- [Directions for this task]:
Please explain, using the paint thread below, why a recent poster chose POR-15 Hardnose paint for the auger and impeller blades.

- [Extract to read]:
JLawrence08648 said:


> Interesting about Tremclad, it may only be available in Canada. I Google it and seems Rust-Oleum uses it in their paint and distributes it but it's not available on eBay, Amazon, Walmart, home depot, Lowes.


Rust -oleum should be the same or just as close as Tremclad,,,,, if you have a canadian tire store where you are they sell tremclad also,,,,, what evr one you buy get gloss black and if you do the inner chute buy fire red and a few paint brushes


----------



## JLawrence08648 (Jan 15, 2017)

chaulky45 said:


> Rust -oleum should be the same or just as close as Tremclad,,,,, if you have a canadian tire store where you are they sell tremclad also,,,,, what evr one you buy get gloss black and if you do the inner chute buy fire red and a few paint brushes


I like to get as close to the original color as I can before I venture off.

A recent poster was using POR-15 Hardnose paint for the auger and impeller blades because of the durability. It is an epoxy paint which means it may be 2 parts.


----------



## chaulky45 (Jan 23, 2014)

JLawrence08648 said:


> I like to get as close to the original color as I can before I venture off.
> 
> A recent poster was using POR-15 Hardnose paint for the auger and impeller blades because of the durability. It is an epoxy paint which means it may be 2 parts.


Very well could be,,, use what ever you think is best or heard works best from people who used it,,,,,all I used for years was tremclad,,been on the market as far as I can remember way back in the 80's,,, I used it on several blower augers and stood up 2 winters without falling or peeling off,,,,, the same paint people would buy in black to paint their cars and trucks with,,,diluted of course to spray out of the paint gun,,, it used to be some shiny long lasting paint on cars and trucks ,,,some still use it today,,, not on newer vehicles but some older ones that needed some paint tlc


----------



## Prime (Jan 11, 2014)

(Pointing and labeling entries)
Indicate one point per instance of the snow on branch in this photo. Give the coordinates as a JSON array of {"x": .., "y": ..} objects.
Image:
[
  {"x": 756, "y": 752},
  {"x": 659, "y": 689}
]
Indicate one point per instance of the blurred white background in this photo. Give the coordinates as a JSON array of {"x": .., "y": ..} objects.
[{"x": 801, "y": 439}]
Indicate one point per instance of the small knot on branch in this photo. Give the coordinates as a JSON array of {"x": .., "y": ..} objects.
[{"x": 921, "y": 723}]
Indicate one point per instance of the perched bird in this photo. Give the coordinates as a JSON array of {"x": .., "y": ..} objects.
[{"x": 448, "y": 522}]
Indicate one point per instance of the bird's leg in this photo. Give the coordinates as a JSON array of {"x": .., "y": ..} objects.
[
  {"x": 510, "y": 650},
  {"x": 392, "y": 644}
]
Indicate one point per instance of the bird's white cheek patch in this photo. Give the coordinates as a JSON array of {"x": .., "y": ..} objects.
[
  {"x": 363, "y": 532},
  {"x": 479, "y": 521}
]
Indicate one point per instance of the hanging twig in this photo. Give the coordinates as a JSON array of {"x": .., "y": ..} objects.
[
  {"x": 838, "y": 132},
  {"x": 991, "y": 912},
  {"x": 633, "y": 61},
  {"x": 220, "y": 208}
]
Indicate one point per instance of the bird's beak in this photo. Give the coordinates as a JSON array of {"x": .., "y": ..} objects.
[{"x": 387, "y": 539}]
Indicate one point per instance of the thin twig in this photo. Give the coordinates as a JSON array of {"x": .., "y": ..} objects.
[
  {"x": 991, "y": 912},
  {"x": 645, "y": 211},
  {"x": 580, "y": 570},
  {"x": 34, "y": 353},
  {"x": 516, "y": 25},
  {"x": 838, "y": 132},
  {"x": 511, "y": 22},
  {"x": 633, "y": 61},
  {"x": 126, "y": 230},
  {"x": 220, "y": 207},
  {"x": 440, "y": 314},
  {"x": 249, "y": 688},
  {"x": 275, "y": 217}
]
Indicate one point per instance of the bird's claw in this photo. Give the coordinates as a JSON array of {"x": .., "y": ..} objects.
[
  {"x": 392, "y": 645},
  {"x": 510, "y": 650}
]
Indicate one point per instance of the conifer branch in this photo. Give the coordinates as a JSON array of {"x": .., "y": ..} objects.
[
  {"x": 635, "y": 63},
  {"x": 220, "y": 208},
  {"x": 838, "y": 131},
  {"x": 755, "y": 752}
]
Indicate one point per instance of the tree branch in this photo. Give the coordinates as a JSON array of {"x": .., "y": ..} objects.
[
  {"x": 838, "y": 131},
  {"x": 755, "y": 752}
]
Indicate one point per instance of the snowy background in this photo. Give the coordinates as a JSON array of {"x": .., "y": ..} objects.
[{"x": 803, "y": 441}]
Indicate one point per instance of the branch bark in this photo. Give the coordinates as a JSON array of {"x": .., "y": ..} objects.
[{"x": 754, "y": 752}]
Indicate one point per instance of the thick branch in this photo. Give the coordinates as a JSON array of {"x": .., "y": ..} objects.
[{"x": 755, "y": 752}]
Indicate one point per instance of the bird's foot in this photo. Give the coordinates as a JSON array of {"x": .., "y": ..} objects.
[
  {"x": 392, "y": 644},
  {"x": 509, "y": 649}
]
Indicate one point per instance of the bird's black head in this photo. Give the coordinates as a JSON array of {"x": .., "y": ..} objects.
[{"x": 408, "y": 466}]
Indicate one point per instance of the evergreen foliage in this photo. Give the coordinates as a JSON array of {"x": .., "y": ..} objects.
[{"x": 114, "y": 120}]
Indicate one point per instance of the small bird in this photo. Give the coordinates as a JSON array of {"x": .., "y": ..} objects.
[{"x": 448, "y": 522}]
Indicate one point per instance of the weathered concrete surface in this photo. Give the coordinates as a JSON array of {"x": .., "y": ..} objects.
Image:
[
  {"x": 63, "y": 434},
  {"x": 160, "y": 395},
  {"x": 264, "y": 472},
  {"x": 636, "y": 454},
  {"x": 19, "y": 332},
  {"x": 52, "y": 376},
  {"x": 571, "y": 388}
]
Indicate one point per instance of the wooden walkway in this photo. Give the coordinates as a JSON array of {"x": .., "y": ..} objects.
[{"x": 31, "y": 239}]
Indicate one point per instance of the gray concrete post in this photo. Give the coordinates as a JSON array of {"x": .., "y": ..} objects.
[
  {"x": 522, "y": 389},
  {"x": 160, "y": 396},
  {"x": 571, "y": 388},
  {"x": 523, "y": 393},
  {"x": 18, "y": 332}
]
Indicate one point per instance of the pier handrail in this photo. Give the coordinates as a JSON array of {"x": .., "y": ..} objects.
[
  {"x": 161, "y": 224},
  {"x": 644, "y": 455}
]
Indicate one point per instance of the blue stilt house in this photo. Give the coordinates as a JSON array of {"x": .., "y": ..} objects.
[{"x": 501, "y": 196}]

- [Answer for the task]:
The poster chose POR-15 Hardnose paint for the auger and impeller blades because of its durability.